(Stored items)
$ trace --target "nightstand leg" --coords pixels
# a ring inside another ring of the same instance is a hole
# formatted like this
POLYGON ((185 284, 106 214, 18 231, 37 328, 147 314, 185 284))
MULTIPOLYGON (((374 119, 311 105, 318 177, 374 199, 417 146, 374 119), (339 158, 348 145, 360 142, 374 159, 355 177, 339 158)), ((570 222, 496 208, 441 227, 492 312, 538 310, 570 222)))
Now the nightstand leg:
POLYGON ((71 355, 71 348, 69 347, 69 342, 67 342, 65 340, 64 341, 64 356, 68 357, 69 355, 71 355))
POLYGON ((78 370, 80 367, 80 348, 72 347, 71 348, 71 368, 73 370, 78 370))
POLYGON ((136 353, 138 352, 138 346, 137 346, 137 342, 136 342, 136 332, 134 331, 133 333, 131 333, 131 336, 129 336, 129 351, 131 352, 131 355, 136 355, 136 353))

_EXERCISE DETAILS_
Reproduce each record shown above without altering a single word.

_ANSWER SPACE_
$ trace --target "nightstand leg" --coords pixels
# a ring inside another ring of the same instance is a hole
# formatted like this
POLYGON ((185 284, 106 214, 18 231, 37 328, 147 314, 185 284))
MULTIPOLYGON (((374 119, 311 105, 318 177, 374 199, 417 146, 374 119), (339 158, 348 145, 360 142, 374 159, 355 177, 339 158)), ((570 222, 496 208, 441 227, 492 312, 538 310, 570 222)))
Now the nightstand leg:
POLYGON ((71 355, 71 348, 69 347, 69 342, 67 342, 65 340, 64 341, 64 356, 68 357, 69 355, 71 355))
POLYGON ((78 370, 80 367, 80 348, 72 347, 71 348, 71 368, 73 370, 78 370))
POLYGON ((136 353, 138 352, 138 346, 137 346, 137 342, 136 342, 136 332, 134 331, 133 333, 131 333, 131 336, 129 336, 129 351, 131 352, 131 355, 136 355, 136 353))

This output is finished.